The task: Count the lines in the material below that contain the string "window", matching case exactly. Reply with the number alone.

Records supplied:
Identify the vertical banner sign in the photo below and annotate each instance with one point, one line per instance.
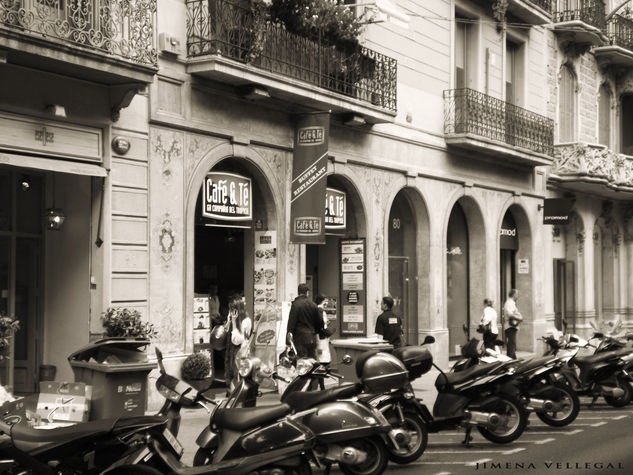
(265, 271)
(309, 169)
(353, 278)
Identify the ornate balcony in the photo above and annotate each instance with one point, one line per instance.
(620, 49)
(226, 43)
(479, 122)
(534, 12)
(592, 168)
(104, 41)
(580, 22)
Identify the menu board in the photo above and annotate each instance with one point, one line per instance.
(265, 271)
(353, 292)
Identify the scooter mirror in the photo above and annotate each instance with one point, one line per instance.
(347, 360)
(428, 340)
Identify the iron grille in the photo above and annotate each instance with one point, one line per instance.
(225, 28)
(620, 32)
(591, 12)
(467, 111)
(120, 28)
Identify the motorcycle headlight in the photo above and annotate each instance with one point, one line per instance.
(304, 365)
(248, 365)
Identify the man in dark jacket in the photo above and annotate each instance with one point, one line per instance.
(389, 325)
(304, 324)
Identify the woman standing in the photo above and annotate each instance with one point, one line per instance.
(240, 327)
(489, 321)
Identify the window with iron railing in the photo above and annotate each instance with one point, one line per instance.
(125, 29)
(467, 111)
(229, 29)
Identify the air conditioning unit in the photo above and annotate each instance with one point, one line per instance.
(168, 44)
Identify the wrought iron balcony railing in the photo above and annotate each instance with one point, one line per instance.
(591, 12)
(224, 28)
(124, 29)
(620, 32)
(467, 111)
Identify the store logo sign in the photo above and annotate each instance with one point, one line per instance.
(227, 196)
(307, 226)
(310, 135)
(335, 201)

==

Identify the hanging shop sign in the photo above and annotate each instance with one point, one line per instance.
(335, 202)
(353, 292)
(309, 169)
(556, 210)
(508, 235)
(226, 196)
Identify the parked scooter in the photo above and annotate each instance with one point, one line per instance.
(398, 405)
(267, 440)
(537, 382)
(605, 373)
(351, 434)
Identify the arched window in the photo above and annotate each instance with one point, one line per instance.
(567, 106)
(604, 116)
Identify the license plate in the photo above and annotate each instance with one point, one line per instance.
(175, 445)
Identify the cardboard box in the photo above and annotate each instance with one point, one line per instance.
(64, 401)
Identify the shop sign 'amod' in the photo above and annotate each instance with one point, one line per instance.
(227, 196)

The response: 2